Alıntı metin =>
----------------------------------------
Otomotiv markaları fiyatları düşürmeye başladı

Döviz kurunda yaşanan düşüş sonrası Hyundai, Citroen, Renault ve Dacia fiyatları indirirken, bazı markaların da fiyat güncelleme çalışmalarının devam ettiği bildirildi.

AA
AA
TT

Otomotiv markaları fiyatları düşürmeye başladı

AA
AA

Cumhurbaşkanı Recep Tayyip Erdoğan'ın açıklamalarıyla döviz kurunda başlayan sert düşüşün ardından bazı otomobil markaları fiyatlarını düşürürken, sektör temsilcileri, tablonun 2-3 gün içerisinde daha da netleşeceğini belirtiyor.
Cumhurbaşkanı Erdoğan'ın dün Cumhurbaşkanlığı Külliyesi'ndeki Kabine Toplantısı'nın ardından yaptığı "Millete Sesleniş" konuşmasında yer verdiği finansal alternatifler ve ekonomik tedbirlere ilişkin açıklamanın ardından döviz kurlarındaki sert düşüşün olumlu yansımaları, otomotiv sektöründe görülmeye başlandı.
Bazı otomotiv markaları, internet sitelerindeki fiyatları güncelleyerek indirime giderken, bazı markaların da kur kaynaklı zammı iptal ettiği öğrenildi.
"Alınan yeni kararların ülkemiz için hayırlı olmasını diliyoruz"
----------------------------------------
Verilen görev A => Aşağıdaki üç ifadenin (i), (ii), (iii) otomotiv fiyatları haberiyle uyuşup uyuşmadığını belirtin; her biri için evet ya da hayır deyip kararı veren sözcükleri haberden aynen alıntılayın. (i) Hyundai, Citroen, Renault ve Dacia fiyatlarını indirdi. (ii) Erdoğan konuşmasını Kabine Toplantısı'ndan önce yaptı. (iii) Sektör temsilcilerine göre tablo bir hafta içinde netleşecek.
Verilen görev B => Otomotiv fiyatları haberini son cümlesinden sonra kaldığı yerden sürdürün.

[Saklanan veri kümesi kayıtları]
----------------------------------------
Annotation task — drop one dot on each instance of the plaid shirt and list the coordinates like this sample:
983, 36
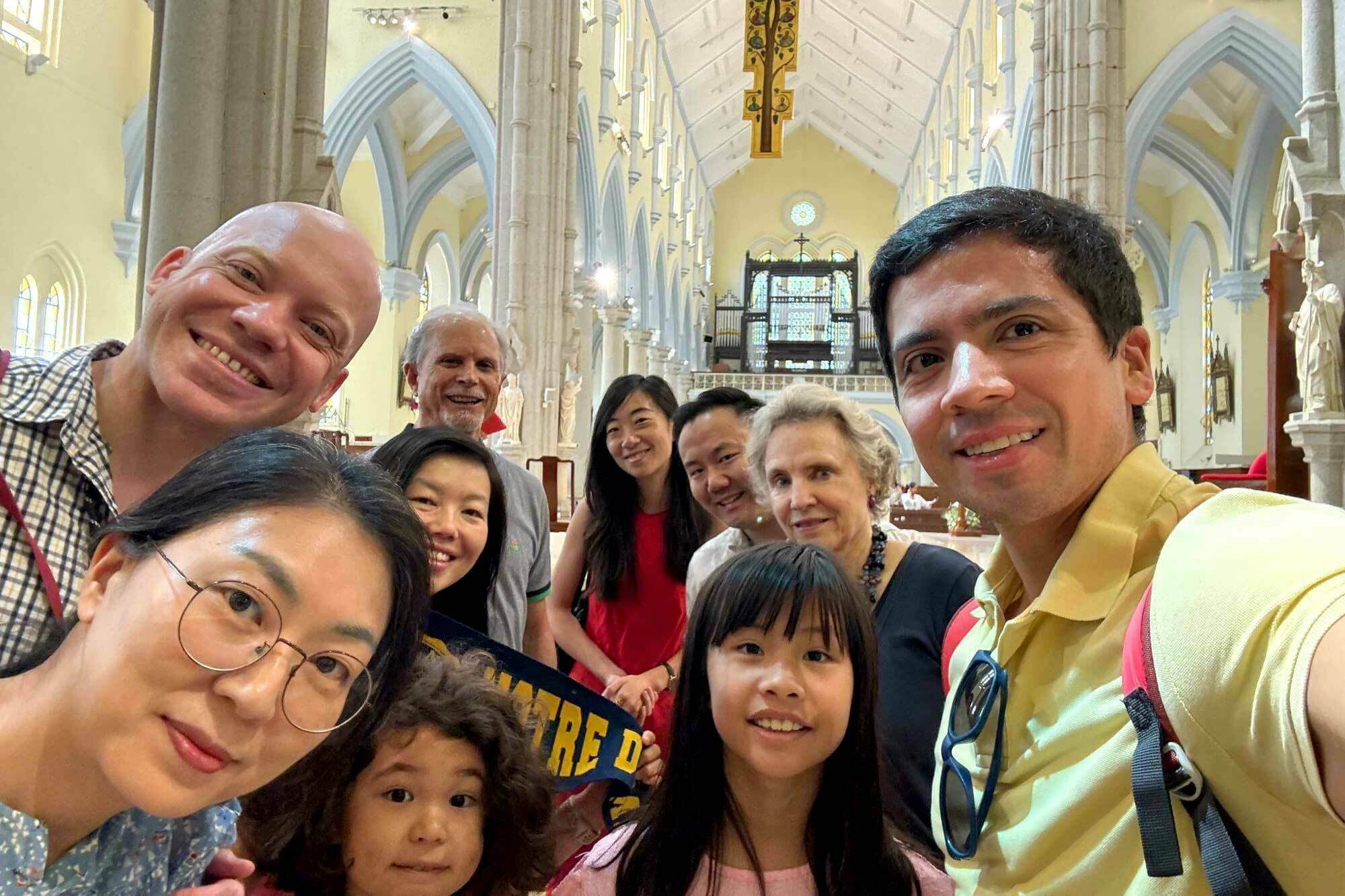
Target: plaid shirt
60, 470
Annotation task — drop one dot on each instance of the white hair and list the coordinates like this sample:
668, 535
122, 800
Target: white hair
870, 446
440, 317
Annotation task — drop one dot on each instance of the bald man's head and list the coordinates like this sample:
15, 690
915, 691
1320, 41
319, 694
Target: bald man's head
258, 323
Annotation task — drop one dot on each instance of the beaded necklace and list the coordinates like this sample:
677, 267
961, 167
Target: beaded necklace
872, 572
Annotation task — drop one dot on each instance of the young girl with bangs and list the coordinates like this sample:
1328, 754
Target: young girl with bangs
770, 784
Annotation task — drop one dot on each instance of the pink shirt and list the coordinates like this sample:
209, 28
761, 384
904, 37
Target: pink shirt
591, 879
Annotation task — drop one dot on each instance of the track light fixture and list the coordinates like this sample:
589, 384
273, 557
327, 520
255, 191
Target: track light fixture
407, 17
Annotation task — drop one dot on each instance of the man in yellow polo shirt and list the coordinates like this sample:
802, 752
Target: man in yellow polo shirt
1011, 326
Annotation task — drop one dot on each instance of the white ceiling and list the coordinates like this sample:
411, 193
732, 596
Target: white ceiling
1222, 97
868, 73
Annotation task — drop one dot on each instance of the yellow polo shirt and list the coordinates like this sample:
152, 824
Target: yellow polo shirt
1243, 592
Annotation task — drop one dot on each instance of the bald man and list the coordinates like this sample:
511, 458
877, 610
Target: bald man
248, 330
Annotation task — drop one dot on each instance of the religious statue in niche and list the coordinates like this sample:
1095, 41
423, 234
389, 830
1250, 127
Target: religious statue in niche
1222, 380
771, 48
1317, 342
570, 395
1167, 401
512, 408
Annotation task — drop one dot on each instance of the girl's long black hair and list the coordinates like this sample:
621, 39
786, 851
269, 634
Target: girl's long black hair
403, 456
852, 846
614, 495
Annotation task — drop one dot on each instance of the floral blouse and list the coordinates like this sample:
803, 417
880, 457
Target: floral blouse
132, 854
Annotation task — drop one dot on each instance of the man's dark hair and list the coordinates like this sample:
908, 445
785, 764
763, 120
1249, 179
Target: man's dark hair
742, 403
1085, 253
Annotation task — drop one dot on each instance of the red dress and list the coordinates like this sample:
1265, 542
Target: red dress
646, 622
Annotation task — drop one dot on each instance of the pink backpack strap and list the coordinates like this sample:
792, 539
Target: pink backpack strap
958, 627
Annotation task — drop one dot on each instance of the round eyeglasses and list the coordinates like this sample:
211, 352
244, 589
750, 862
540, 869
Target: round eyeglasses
231, 624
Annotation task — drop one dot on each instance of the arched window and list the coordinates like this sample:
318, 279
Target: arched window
25, 318
32, 26
53, 321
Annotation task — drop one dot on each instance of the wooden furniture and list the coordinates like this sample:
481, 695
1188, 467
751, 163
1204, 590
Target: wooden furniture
551, 479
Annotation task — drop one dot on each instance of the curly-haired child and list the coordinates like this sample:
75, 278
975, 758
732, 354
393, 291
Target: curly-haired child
447, 797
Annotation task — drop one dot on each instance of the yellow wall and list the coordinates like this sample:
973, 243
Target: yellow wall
857, 204
61, 146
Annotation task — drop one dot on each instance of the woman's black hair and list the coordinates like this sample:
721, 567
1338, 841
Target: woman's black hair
404, 455
279, 469
613, 497
454, 697
852, 846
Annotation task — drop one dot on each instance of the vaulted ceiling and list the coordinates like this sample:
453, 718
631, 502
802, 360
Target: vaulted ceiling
868, 75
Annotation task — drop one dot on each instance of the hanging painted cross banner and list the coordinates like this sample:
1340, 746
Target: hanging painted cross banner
771, 48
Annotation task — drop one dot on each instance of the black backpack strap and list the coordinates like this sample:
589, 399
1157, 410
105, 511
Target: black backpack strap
1161, 770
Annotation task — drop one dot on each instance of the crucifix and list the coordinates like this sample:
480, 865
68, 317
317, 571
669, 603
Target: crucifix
771, 48
802, 243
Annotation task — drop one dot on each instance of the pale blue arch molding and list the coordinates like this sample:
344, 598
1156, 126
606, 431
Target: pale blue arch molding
474, 247
1023, 139
1235, 37
1153, 241
388, 76
1210, 175
662, 298
1256, 169
993, 171
587, 184
898, 434
1195, 231
361, 110
440, 239
644, 274
613, 229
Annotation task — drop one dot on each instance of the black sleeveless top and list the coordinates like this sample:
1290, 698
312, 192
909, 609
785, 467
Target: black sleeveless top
927, 588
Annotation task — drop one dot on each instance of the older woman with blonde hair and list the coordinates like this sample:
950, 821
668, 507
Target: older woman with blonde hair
827, 469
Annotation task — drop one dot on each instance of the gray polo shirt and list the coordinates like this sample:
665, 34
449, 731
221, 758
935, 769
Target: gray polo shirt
525, 573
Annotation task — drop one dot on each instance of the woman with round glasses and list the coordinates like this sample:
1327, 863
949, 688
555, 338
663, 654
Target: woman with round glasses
268, 595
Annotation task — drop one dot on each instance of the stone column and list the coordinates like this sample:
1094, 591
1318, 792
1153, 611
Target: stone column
661, 362
535, 235
1008, 63
237, 118
614, 345
638, 339
1081, 120
1315, 157
611, 34
1321, 435
638, 128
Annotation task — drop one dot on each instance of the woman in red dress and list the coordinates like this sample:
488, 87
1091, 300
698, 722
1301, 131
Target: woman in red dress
634, 534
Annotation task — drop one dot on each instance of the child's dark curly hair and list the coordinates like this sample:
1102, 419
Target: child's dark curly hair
301, 842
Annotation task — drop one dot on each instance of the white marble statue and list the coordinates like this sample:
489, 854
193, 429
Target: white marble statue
570, 395
1317, 342
512, 408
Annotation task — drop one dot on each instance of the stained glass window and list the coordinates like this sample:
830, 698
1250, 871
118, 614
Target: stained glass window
53, 321
804, 213
25, 25
1207, 334
25, 323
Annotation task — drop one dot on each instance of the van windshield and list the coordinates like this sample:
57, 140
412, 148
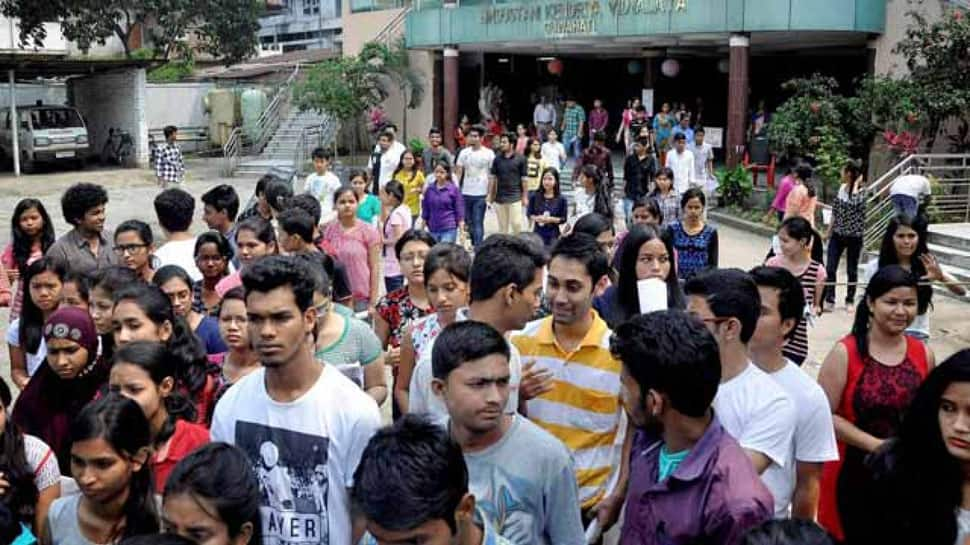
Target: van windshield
55, 119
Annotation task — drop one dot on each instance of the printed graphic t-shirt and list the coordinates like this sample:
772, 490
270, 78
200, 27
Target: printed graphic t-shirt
304, 453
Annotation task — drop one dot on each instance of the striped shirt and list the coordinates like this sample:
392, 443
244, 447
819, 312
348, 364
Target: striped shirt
583, 408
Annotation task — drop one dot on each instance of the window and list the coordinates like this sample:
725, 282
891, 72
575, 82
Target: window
376, 5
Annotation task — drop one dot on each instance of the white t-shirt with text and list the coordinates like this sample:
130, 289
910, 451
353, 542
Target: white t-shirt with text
476, 166
757, 412
304, 453
814, 438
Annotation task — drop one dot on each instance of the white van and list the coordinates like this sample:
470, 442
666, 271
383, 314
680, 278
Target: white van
48, 134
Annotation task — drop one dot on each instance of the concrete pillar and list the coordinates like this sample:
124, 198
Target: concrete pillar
450, 95
737, 97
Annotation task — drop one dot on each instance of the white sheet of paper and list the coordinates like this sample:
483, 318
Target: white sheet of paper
653, 295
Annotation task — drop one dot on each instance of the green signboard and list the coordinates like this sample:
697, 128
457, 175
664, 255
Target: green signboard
551, 20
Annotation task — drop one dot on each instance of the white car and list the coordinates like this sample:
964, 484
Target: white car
48, 134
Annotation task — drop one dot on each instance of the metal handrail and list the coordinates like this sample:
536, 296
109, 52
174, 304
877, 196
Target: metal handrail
952, 170
266, 124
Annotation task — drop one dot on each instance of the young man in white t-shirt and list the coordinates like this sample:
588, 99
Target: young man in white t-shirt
750, 406
303, 425
796, 486
472, 169
506, 290
174, 208
322, 183
681, 161
471, 375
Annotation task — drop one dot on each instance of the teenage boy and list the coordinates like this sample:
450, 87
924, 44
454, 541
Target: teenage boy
384, 160
681, 161
83, 249
529, 499
750, 406
570, 375
322, 183
220, 206
638, 171
690, 481
411, 486
472, 169
303, 425
506, 289
297, 230
782, 306
169, 166
435, 153
174, 208
508, 186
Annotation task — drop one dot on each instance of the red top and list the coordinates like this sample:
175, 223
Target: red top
874, 399
187, 437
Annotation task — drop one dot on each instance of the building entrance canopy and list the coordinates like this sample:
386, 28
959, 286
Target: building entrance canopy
508, 24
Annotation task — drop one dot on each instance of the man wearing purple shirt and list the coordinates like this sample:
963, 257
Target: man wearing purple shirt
599, 119
690, 482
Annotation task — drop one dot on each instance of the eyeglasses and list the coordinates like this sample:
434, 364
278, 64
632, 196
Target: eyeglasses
129, 248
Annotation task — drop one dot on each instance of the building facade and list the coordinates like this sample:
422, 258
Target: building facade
293, 25
721, 59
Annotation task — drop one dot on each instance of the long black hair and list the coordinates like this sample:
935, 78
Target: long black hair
121, 423
221, 474
155, 360
31, 317
21, 498
919, 481
186, 350
22, 243
888, 255
886, 279
627, 299
602, 203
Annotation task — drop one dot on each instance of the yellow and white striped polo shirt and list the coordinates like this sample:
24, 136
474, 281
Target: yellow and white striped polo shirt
583, 408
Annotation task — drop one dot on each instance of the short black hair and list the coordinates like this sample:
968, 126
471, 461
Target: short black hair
410, 473
276, 271
673, 353
277, 193
296, 221
223, 198
730, 293
79, 198
413, 235
450, 257
791, 296
692, 193
787, 532
308, 203
175, 208
583, 248
462, 342
502, 260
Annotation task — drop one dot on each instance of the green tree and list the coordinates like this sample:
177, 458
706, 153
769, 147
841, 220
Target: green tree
393, 64
224, 28
344, 88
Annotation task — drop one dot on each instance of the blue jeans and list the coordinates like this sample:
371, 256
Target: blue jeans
393, 282
904, 204
448, 235
574, 146
475, 217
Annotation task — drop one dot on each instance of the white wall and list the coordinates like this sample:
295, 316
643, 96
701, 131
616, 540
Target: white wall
115, 99
178, 104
----------------------------------------
Çıktı A =>
(i) Evet: "Hyundai, Citroen, Renault ve Dacia fiyatları indirirken"
(ii) Hayır: "Kabine Toplantısı'nın ardından yaptığı"
(iii) Hayır: "tablonun 2-3 gün içerisinde daha da netleşeceğini belirtiyor"

Çıktı B =>
Renault Mais Genel Müdürü Berk Çağdaş, AA muhabirine yaptığı açıklamada, "Sayın Cumhurbaşkanımızın açıkladığı ve Sayın Hazine ve Maliye Bakanımızın detaylarını aktardığı yeni bir finansal alternatif olan Kur Korumalı TL Vadeli Mevduat, vatandaşlarımızın tasarrufları için kurdaki yükselişten kaynaklanan kaygılarını gidermesi açısından büyük önem taşıyor. Nitekim piyasalar tarafından olumlu karşılanan karar, döviz kurlarında ciddi oranda bir gevşeme sağladı. Bu kararın önümüzdeki dönemde yurt içi dolarizasyonu yavaşlatacağını düşünüyoruz. Kur Korumalı TL Vadeli Mevduat ile birlikte ihracat ve vergilere yönelik alınan yeni kararların ülkemiz için hayırlı olmasını diliyoruz." ifadelerini kullandı.
Hem ülke genelinde yatırım, ihracat ve istihdam yoluyla sürdürülebilir bir büyümenin sağlanması hem de otomotiv sektöründe hacim artışı için özellikle döviz kurlarında görülen volatilitenin asgari seviyeye indirilerek bir istikrar ortamı oluşturulmasının çok önemli olduğunu vurgulayan Çağdaş, "Bu durum, bir sonraki aşamada tüketicinin daha makul taşıt finansman faizleriyle desteklenmesini de sağlayacaktır. Ayrıca, otomotiv sektöründe önümüzdeki yıl ÖTV matrah dilimlerinde yapılacak bir güncelleme, birçok modelde ek vergi maliyetinin tüketiciye yansımasının önüne geçecektir." ifadelerini kullandı.
"Ortalama yüzde 20 indirim gerçekleştirmeyi planladığımız güncel fiyat listemizi paylaşacağız"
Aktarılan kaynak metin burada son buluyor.